- Exercise:
Convert the listing below into a JSON list of strings with one string per line, and omit any blank lines.

Point placement records
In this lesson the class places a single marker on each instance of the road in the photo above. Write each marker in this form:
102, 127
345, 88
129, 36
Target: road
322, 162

- Answer in full:
[
  "In this lesson the class places a single marker on each instance of the road in the photo above. Write each marker in this form:",
  "102, 127",
  "345, 88",
  "129, 36",
  "Target: road",
  "322, 162"
]